Source
┌──

The girl was Bianca Cappello, a 15-year-old Venetian beauty who had fallen madly in love with Pietro Bonaventuri, a young Florentine clerk who led her to believe he was a wealthy banker. Blinded by his false promises of an affluent and cosmopolitan lifestyle in Florence, as well as by his good looks, Bianca Cappello eloped to Florence with Bonaventuri. However, soon after they were married the truth of his terrible financial circumstances emerged, and she found herself trapped in her father-in-law' s house, doing domestic chores and menial tasks. She could not return to her family in Venice because the government would have arrested her for eloping.      

 

One fateful day, Francesco, the son of the grand duke, noticed her as she was cleaning the house of her husband's family in the San Marco area. Entranced by her beauty, he was determined to discover her identity. That is when he confided in Mondragone, who devise the plan to help the smitten future duke. Mondragone persuaded his wife to invite Bianca and her mother-in-law to tea; when the marquess took her mother-in-law on a tour of the palazzo, Bianca found herself alone with Francesco. She begged him to help her escape from her miserable marital situation, and he was more than eager to oblige, even though he was already married to Johanna of Austria.

└──

Object pointing dataset rows
┌──

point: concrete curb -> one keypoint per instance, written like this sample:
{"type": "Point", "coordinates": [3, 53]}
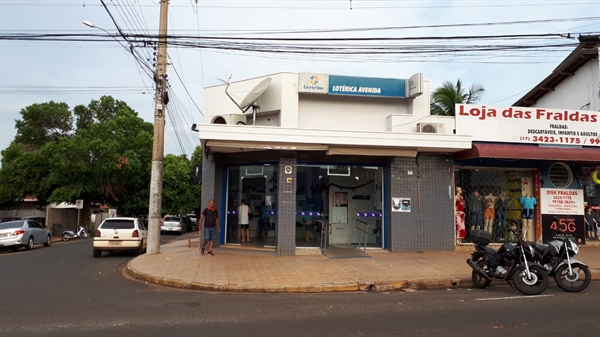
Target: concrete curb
{"type": "Point", "coordinates": [323, 288]}
{"type": "Point", "coordinates": [307, 288]}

└──

The request
Reproduce the portion of the Bianca Cappello text above between "One fateful day, Francesco, the" and "Johanna of Austria.", inclusive.

Exercise output
One fateful day, Francesco, the son of the grand duke, noticed her as she was cleaning the house of her husband's family in the San Marco area. Entranced by her beauty, he was determined to discover her identity. That is when he confided in Mondragone, who devise the plan to help the smitten future duke. Mondragone persuaded his wife to invite Bianca and her mother-in-law to tea; when the marquess took her mother-in-law on a tour of the palazzo, Bianca found herself alone with Francesco. She begged him to help her escape from her miserable marital situation, and he was more than eager to oblige, even though he was already married to Johanna of Austria.